Pointing records for named objects
[Begin]

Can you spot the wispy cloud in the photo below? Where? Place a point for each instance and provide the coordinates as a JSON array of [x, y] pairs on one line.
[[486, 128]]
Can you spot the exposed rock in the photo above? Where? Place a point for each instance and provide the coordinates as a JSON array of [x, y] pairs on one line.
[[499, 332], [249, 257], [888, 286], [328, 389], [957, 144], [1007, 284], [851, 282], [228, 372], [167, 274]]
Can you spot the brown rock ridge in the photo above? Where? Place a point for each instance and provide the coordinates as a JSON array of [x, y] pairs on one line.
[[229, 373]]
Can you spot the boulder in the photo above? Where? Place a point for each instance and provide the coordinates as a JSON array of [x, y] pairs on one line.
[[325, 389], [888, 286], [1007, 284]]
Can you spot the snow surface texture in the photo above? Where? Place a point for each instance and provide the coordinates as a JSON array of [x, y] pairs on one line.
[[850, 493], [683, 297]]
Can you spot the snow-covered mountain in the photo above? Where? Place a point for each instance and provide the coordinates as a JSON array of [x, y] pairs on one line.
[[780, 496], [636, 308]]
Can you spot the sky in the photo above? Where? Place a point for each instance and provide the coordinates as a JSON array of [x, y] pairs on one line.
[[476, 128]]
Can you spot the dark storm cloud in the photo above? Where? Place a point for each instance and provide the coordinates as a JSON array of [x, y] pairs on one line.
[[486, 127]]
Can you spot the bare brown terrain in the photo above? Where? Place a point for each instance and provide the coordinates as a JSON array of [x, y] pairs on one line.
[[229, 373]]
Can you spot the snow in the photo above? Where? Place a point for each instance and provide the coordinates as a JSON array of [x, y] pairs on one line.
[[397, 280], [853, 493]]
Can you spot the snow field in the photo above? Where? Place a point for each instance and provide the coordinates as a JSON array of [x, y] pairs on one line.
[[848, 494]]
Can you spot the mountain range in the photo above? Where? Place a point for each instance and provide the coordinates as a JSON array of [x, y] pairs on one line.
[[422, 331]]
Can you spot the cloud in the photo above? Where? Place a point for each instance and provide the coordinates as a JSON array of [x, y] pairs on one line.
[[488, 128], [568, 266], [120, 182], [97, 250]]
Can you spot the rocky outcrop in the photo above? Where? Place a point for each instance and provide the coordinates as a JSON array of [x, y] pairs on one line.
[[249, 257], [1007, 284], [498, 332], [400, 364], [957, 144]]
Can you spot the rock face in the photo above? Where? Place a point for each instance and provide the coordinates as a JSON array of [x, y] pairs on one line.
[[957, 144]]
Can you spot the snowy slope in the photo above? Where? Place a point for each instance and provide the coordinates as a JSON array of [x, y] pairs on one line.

[End]

Problem details: Return every line of the material above word for word, without changing anything.

Output:
Can you spot the wispy cloud in the photo below? Where? Place a point for each instance and provide the coordinates as a JSON array of [x, y] pairs on one line.
[[486, 128]]
Can you spot the exposed rock in the photo above? Where? Place a point for each instance and provide the coordinates as a JSON array of [x, y] pairs on one line.
[[499, 332], [249, 257], [888, 286], [328, 389], [957, 144], [1007, 284], [851, 282], [228, 372], [167, 274]]
Can you spot the brown rock ridge in the photo above? Where? Place a point for each instance and provide the coordinates as a JSON array of [x, y] pairs on one line.
[[229, 373]]
Can you spot the boulder in the photo above? Where? Place a point for each instance and provide the coordinates as a JSON array of [x, y] pairs on one line.
[[325, 389], [888, 286], [1007, 284]]
Can you spot the snow surface texture in the photo above? Where? Place a point for each instance and provide the coordinates as a JSON array of [x, y] pairs on one line.
[[850, 493], [683, 297]]
Can you spot the snow-covered mountain in the photo above? Where? Place a point for each instance and provide the coordinates as a JSON array of [x, y] pairs on one line.
[[780, 496], [636, 308]]
Can you spot the sky in the photo above? Where? Place a point for each instance and provide the coordinates as a JSON array of [x, y] pairs on one line.
[[476, 128]]
Can you spot the dark storm cloud in the photo above? Where? Place a point for each instance and provide the coordinates as a JSON array of [x, y] pairs on one line.
[[486, 127]]
Can you spot the bare brown terrain in the photo above? Where? Place a point for each instance and provide the coordinates as a JSON array of [x, y] pairs on one line.
[[229, 373]]
Can you spot the snow in the photo above? Where? Place a point for each instance and provide the coordinates as a JSON array of [x, y] pairs on one line.
[[397, 280], [853, 493]]
Can you spot the snow field in the photo above? Where? Place a point for each instance and provide the coordinates as a JSON array of [x, y] pairs on one line.
[[848, 494]]
Can you spot the mountain range in the photo above? Where? Place a point for each instance and provide the coordinates as a JSON array of [x, y] pairs on one line.
[[422, 331]]
Can you spot the cloud in the photo above? Where? Place a point for each instance and provide the coordinates as a JSON array of [x, y] pairs on one line.
[[488, 128], [568, 266], [120, 182], [97, 250]]
Can you spot the rocky outcrop in the photo above? Where? Place a point for each instance and provide the coordinates as a JSON array of [x, y] pairs on one line.
[[249, 257], [1007, 284], [498, 332], [400, 364], [957, 144]]
Can you spot the rock face in the photo above? Where? Place a point for each instance and provide the coordinates as a JSON array of [x, y] pairs on one line.
[[957, 144]]
Can you spot the snowy slope in the photo above? Where? Place a point for each instance and provide the coordinates as a JSON array of [x, y] pairs on one line.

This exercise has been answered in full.